*** Source passage ***

Teeing Up a Different Type of Sports Story

Bailey Gravitt shares his sports perspective with Texarkana Monthly.

While many seemed up in arms over Major League Baseball getting postponed earlier this year, there was an even more heart wrenching, more devastating tragedy occurring right under our nose. Everyone but my friend Kam and I seemed to overlook: the Justin Bieber Changes Tour was canceled! For the first time since “The Biebs” blasted onto the scene in 2010, I was finally getting my chance to see my favorite artist in person. Then, in a cruel twist of fate, I opened the Snapchat from Kam that would take this once in a lifetime chance and smash it into a million pieces. Some may think, “WOW! That seems a little overdramatic about a concert cancellation.” Yes, maybe a tad, but for just a second I would like all the sports lovers to reflect on their own reactions to their favorite sports being canceled or postponed. That may add perspective.

***

■ **Problems to work on**
**A)** In the column, which event was canceled that the writer had hoped to attend?
**B)** Copy the column word for word from "While many seemed" to "may add perspective.".

*** Information provided ***

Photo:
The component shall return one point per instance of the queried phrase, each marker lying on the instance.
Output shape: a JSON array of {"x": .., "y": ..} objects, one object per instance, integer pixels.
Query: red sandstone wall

***

■ **Answers to the problems**
**A)** The Justin Bieber Changes Tour

**B)**
While many seemed up in arms over Major League Baseball getting postponed earlier this year, there was an even more heart wrenching, more devastating tragedy occurring right under our nose. Everyone but my friend Kam and I seemed to overlook: the Justin Bieber Changes Tour was canceled! For the first time since “The Biebs” blasted onto the scene in 2010, I was finally getting my chance to see my favorite artist in person. Then, in a cruel twist of fate, I opened the Snapchat from Kam that would take this once in a lifetime chance and smash it into a million pieces. Some may think, “WOW! That seems a little overdramatic about a concert cancellation.” Yes, maybe a tad, but for just a second I would like all the sports lovers to reflect on their own reactions to their favorite sports being canceled or postponed. That may add perspective.